# Start of LISTED ENTRIES
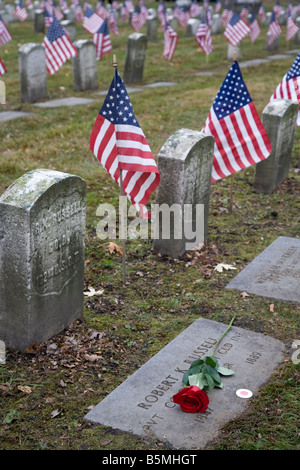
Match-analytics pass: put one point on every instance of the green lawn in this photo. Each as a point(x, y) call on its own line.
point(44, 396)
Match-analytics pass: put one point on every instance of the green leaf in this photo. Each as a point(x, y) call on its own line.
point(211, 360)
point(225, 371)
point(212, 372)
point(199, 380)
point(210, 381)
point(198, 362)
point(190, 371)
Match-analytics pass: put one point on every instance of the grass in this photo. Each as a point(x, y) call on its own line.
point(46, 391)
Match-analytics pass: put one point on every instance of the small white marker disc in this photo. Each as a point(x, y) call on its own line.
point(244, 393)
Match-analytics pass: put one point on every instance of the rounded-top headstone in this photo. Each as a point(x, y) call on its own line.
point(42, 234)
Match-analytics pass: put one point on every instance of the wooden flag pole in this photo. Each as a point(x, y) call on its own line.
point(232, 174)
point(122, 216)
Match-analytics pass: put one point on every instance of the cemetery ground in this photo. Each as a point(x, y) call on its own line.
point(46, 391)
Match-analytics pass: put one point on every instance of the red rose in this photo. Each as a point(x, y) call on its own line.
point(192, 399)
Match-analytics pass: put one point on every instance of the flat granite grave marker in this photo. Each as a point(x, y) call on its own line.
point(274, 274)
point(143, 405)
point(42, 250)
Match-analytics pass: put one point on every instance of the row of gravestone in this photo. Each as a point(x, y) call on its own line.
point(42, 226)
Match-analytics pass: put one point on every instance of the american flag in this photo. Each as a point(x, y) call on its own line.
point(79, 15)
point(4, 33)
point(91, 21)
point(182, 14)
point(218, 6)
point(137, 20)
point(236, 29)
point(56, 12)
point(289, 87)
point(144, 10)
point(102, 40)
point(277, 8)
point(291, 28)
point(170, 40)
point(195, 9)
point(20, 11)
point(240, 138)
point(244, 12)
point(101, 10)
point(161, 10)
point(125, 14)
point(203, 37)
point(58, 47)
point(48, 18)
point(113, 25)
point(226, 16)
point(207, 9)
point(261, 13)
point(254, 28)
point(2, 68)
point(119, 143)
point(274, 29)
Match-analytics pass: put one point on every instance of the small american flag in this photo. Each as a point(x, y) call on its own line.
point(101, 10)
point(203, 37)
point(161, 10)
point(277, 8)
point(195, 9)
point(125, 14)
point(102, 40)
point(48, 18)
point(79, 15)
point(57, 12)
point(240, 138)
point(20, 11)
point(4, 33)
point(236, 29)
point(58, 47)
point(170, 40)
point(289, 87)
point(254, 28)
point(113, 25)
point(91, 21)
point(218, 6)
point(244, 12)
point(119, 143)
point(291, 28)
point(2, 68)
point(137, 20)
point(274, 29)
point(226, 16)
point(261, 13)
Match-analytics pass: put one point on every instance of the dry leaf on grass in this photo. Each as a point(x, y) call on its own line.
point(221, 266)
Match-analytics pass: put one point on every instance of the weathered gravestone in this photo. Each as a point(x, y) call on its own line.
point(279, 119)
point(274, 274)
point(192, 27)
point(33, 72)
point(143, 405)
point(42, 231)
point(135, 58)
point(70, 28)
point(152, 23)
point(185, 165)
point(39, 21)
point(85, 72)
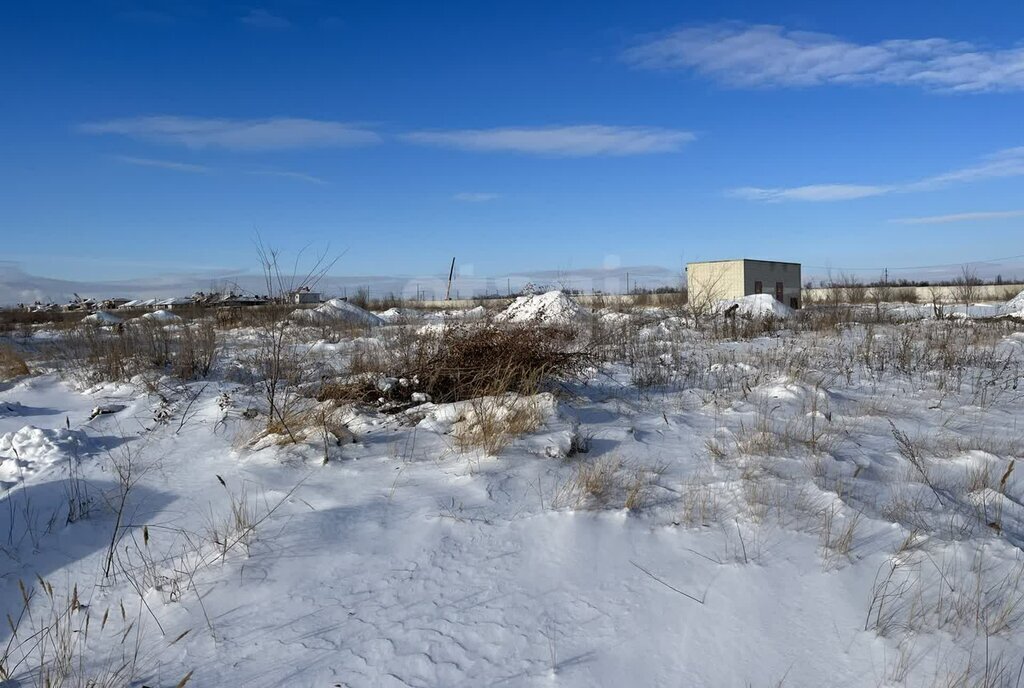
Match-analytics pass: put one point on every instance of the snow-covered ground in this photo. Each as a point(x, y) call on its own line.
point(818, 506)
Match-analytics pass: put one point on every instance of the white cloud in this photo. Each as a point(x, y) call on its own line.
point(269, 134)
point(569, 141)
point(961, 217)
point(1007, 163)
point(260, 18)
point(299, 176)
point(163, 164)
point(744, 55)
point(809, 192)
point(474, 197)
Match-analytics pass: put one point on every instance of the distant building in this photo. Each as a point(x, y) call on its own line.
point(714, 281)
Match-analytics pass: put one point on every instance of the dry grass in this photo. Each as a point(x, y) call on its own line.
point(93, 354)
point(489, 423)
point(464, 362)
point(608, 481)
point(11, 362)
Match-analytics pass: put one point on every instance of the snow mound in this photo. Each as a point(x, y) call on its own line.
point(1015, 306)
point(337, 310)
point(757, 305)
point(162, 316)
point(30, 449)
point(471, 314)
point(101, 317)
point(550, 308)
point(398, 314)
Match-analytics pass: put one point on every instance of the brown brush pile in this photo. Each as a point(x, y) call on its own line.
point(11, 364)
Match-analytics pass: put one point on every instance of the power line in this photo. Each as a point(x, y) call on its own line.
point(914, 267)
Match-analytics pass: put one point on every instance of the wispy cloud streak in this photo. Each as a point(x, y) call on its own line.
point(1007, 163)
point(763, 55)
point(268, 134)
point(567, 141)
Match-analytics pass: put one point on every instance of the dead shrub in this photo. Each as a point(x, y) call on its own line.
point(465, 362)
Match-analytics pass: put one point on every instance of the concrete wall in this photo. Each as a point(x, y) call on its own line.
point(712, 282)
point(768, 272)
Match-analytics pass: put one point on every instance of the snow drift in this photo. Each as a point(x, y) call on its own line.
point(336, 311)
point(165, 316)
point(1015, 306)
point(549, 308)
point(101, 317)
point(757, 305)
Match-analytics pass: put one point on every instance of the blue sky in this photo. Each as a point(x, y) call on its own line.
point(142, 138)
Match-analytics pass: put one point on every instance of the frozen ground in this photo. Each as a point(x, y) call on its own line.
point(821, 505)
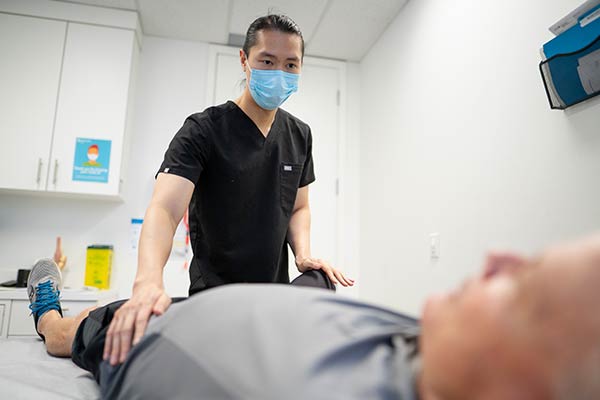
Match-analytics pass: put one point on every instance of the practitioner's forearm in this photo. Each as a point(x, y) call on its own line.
# End of LISTED ENTRIES
GOAL
Reproduce all of the data above verbatim, omitting the pictures.

OUTPUT FOR THIS EXERCISE
Match-analytics pass: put one point on every instance of the green lawn in this photo. Each as a point(x, y) call on its own line.
point(44, 396)
Match-analytics pass: put one point on every instance of the green leaf in this photo. Each as a point(x, y) call on its own line.
point(211, 360)
point(225, 371)
point(212, 372)
point(199, 380)
point(210, 381)
point(198, 362)
point(190, 371)
Match-analytics pass: put one point on every instance of the grass in this photo. Each as a point(x, y) call on its own line.
point(46, 391)
Match-analytics pass: put one point on every instance of the small white marker disc in this photo. Each as a point(x, y) call on its own line.
point(244, 393)
Match-analytics pass: put one point on every instance of the rounded-top headstone in this photo. Each as a point(x, y) call on its own line.
point(42, 234)
Match-analytics pass: put one point on every instance of the wooden flag pole in this photo. Each as a point(x, y) call on its own line.
point(232, 174)
point(122, 216)
Match-analytics pass: put one point on every instance of the cemetery ground in this photo. Each as a point(x, y) call on its own line.
point(46, 391)
Match-analytics pass: put one point on every instance of the red rose in this photo. Each as a point(x, y) call on its own line.
point(192, 399)
Match-analytics pass: put one point on every instance of the flat granite grave marker in this photo. Each as a point(x, y) call on its own line.
point(274, 274)
point(143, 405)
point(42, 250)
Match-analytics pass: put one point on every instance of the row of gravestone in this photo. Each as a point(x, y) call on its own line.
point(42, 226)
Match-analytics pass: put one point on every instance of the american flag in this photo. Each as a point(x, y) call on its own line.
point(79, 15)
point(4, 33)
point(91, 21)
point(182, 14)
point(218, 6)
point(137, 20)
point(236, 29)
point(56, 12)
point(289, 87)
point(144, 10)
point(102, 40)
point(277, 8)
point(291, 28)
point(170, 40)
point(195, 9)
point(20, 11)
point(240, 138)
point(244, 12)
point(101, 10)
point(161, 10)
point(125, 14)
point(203, 37)
point(58, 47)
point(48, 18)
point(113, 25)
point(226, 16)
point(207, 9)
point(261, 13)
point(254, 28)
point(2, 68)
point(119, 143)
point(274, 29)
Match-analytics pass: put one point on every instance of the small american flag in this photo. Each as a point(x, y) call on its own line.
point(101, 10)
point(203, 37)
point(161, 10)
point(277, 8)
point(195, 9)
point(125, 14)
point(102, 40)
point(48, 18)
point(79, 15)
point(57, 12)
point(240, 138)
point(20, 11)
point(4, 33)
point(236, 29)
point(58, 47)
point(170, 40)
point(289, 87)
point(254, 28)
point(113, 25)
point(91, 21)
point(218, 6)
point(244, 12)
point(119, 143)
point(291, 28)
point(2, 68)
point(137, 20)
point(274, 29)
point(226, 16)
point(261, 13)
Match-analytics pass: put one point on every instance of the dry leaf on grass in this photo. Each as a point(x, y) call on its own line.
point(221, 266)
Match-analytics pass: put one point on every instance of the weathered gravestone in this photo. Each as a point(x, y) call on its own line.
point(279, 119)
point(274, 274)
point(192, 27)
point(33, 72)
point(143, 405)
point(42, 231)
point(135, 58)
point(70, 28)
point(152, 23)
point(185, 165)
point(39, 21)
point(85, 72)
Match-analytics pass: put one point on every instance of the snow-covered ground in this photo. Each as a point(x, y) call on its own line.
point(818, 506)
Match-analytics pass: put one point on every instance of the white cloud in this photo. Each as a point(x, y) call on its own line.
point(269, 134)
point(569, 141)
point(961, 217)
point(1007, 163)
point(260, 18)
point(299, 176)
point(163, 164)
point(744, 55)
point(809, 192)
point(474, 197)
Match-analytics pass: put one point on every instance of the distant building in this photo. Each as a point(x, y) call on its own line.
point(714, 281)
Match-analytics pass: put one point on every instance of the dry grass in this photo. Each as a point(x, y) call on its own line.
point(93, 354)
point(489, 423)
point(464, 362)
point(608, 481)
point(11, 362)
Match-analytics pass: put one point on every instance of the snow mound in this photo. Each as a point(x, y) call on its own line.
point(1015, 306)
point(337, 310)
point(757, 305)
point(162, 316)
point(30, 449)
point(471, 314)
point(101, 317)
point(550, 308)
point(398, 314)
Match-analytics pass: put one point on every instance of the brown brush pile in this photo. Each as a point(x, y) call on its own line.
point(11, 364)
Match-analytics pass: put one point on every instance of the power line in this photo. Each as a point(x, y) call on its own line.
point(914, 267)
Match-analytics pass: put one point on every instance of the wispy cloud streak in this photo. Each as a point(x, y) call on its own line.
point(1007, 163)
point(763, 55)
point(268, 134)
point(567, 141)
Match-analytics pass: put one point on every instance of the dead shrub in this photo. Each as a point(x, y) call on its own line.
point(465, 362)
Match-analytics pass: put one point on every instance of the concrete wall in this photo. Each as a point(x, y) call on its own line.
point(712, 282)
point(768, 272)
Match-analytics pass: put one point on every instance of the snow drift in this photo. Each as a point(x, y) call on its own line.
point(336, 311)
point(165, 316)
point(1015, 306)
point(549, 308)
point(101, 317)
point(757, 305)
Match-analytics pass: put one point on every instance of the blue sky in this photo. Each as a point(x, y) call on its own line.
point(142, 138)
Match-analytics pass: put one point on every instance of the frozen ground in this photo. Each as a point(x, y) call on its own line.
point(821, 505)
Match-analytics pass: put one point on every instance of the practitioner's forearm in this photo. Each as a point(x, y) call on its own line.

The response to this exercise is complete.